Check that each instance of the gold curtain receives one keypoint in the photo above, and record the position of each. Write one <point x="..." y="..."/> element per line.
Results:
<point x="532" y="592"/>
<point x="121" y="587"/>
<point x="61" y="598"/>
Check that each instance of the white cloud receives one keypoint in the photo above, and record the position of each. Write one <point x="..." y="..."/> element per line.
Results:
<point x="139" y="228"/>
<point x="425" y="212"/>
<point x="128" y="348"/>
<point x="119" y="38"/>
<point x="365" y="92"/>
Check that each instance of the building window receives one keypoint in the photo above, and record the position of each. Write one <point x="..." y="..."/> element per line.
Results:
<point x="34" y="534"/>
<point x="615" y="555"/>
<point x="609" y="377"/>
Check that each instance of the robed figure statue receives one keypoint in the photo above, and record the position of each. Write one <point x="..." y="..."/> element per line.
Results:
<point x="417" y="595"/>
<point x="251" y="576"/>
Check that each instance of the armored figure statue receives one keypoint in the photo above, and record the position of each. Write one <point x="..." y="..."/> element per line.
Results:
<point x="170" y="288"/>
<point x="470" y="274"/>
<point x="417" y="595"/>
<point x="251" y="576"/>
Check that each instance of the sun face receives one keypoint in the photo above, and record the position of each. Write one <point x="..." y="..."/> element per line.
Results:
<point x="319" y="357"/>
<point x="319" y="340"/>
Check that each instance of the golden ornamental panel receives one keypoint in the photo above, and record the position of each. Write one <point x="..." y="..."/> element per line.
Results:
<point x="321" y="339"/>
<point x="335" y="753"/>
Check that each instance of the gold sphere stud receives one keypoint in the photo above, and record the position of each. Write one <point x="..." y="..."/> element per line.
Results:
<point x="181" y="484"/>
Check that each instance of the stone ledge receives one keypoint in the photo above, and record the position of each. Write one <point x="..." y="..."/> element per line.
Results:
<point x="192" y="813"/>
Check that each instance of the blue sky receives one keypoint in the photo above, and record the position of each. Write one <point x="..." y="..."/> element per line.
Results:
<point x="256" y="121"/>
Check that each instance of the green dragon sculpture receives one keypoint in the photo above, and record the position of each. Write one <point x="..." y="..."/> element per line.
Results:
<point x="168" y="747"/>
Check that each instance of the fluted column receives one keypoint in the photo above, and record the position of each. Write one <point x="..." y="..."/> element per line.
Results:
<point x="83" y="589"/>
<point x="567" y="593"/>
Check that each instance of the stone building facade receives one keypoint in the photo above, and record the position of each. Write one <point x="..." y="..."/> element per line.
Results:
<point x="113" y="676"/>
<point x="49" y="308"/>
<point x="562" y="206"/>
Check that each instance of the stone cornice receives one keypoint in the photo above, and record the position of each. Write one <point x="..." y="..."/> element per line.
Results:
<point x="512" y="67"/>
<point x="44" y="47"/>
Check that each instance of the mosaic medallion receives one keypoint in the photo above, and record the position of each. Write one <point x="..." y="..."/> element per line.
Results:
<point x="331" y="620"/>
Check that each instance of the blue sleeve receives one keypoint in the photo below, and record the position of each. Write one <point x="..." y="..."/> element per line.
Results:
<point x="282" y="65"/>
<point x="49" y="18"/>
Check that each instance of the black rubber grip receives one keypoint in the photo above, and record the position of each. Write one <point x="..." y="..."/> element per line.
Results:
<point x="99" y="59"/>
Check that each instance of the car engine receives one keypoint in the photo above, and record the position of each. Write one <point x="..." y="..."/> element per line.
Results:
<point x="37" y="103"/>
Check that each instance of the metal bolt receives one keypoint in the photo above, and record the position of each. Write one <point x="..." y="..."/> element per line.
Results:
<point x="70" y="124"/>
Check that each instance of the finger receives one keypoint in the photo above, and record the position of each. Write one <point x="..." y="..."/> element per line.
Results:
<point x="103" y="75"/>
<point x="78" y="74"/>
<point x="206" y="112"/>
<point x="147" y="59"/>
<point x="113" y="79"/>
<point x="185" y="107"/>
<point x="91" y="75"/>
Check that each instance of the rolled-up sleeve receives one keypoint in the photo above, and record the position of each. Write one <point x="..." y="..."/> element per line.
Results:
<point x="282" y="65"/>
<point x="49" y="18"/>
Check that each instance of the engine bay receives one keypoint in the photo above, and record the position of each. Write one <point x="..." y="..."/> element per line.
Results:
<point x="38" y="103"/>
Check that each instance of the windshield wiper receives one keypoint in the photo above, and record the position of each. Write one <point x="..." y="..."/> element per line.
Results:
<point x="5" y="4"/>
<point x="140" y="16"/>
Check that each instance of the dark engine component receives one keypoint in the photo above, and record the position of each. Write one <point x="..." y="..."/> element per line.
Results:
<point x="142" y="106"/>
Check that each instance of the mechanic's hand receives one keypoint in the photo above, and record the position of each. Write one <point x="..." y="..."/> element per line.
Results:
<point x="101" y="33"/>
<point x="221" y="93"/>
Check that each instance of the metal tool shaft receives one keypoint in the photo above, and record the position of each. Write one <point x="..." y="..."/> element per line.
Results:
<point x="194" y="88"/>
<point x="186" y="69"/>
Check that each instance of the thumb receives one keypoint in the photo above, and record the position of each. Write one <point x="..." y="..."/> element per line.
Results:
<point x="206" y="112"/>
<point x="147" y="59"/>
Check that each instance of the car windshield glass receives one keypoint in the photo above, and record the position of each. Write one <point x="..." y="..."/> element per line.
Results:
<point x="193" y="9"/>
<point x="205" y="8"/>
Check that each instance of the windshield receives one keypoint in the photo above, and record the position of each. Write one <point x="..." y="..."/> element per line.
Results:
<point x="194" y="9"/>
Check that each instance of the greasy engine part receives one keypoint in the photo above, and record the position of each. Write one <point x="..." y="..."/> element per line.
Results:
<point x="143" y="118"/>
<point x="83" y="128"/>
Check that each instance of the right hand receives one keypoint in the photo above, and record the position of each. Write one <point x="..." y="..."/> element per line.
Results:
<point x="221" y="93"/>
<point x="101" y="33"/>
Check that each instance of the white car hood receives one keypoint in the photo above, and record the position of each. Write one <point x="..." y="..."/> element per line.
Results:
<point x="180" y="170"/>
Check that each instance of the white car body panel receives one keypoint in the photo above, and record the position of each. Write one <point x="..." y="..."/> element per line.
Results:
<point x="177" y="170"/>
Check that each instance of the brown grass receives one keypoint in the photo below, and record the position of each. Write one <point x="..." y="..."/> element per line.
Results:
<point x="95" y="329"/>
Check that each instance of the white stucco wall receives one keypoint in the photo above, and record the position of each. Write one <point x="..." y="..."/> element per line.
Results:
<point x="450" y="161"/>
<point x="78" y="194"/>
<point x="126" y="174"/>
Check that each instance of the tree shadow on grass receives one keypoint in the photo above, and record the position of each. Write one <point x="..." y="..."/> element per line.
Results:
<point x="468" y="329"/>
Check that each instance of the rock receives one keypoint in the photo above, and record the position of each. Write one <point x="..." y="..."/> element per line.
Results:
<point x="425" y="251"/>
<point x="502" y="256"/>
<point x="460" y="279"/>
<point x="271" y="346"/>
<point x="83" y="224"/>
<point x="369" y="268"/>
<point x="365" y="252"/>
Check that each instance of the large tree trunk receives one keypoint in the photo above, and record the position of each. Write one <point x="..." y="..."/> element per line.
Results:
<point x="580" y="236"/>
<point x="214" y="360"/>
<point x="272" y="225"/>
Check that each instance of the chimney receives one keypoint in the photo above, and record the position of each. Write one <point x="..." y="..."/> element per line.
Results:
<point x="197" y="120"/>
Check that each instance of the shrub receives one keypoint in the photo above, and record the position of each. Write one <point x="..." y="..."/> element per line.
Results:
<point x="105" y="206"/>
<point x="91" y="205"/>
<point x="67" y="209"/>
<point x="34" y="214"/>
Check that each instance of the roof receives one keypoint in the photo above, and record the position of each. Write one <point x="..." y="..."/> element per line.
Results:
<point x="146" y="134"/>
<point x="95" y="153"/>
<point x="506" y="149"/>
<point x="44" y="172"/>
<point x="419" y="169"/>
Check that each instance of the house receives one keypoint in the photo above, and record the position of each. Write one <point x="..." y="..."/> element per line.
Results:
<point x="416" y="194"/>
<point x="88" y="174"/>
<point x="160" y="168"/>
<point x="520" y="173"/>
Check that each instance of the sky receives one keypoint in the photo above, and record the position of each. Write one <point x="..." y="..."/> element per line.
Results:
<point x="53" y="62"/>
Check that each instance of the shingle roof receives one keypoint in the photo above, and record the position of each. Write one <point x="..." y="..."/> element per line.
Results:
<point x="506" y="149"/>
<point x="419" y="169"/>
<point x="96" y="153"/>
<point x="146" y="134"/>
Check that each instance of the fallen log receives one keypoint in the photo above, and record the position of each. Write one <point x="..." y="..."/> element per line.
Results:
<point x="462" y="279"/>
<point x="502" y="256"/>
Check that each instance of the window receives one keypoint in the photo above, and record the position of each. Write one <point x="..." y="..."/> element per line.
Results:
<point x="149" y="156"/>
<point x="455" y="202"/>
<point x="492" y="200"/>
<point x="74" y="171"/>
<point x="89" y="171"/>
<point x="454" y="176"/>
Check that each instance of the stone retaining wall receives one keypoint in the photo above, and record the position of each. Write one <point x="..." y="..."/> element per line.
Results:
******************************
The lines to retype run from the start of the entries through the line containing "Check that each instance of the armored"; reproduce them exactly and add nothing.

Check that each instance of the gold curtain receives one keypoint in the photo above, and record the position of each. Write one <point x="..." y="..."/> element per line.
Results:
<point x="532" y="592"/>
<point x="121" y="587"/>
<point x="61" y="598"/>
Check that each instance of the white cloud receives one keypoint in the photo above, and record the position of each. Write one <point x="..." y="..."/> element per line.
Results:
<point x="139" y="228"/>
<point x="425" y="212"/>
<point x="128" y="348"/>
<point x="119" y="38"/>
<point x="365" y="92"/>
Check that each instance of the building window receives one keypoint in the photo above, and record the position of each. Write one <point x="..." y="..."/> element per line.
Results:
<point x="34" y="534"/>
<point x="615" y="555"/>
<point x="609" y="377"/>
Check that each instance of the robed figure statue receives one keypoint in the photo above, and record the position of each. Write one <point x="..." y="..."/> element per line.
Results:
<point x="417" y="595"/>
<point x="251" y="576"/>
Check that each instance of the armored figure statue receives one keypoint in the photo above, and record the position of each. Write one <point x="..." y="..."/> element per line.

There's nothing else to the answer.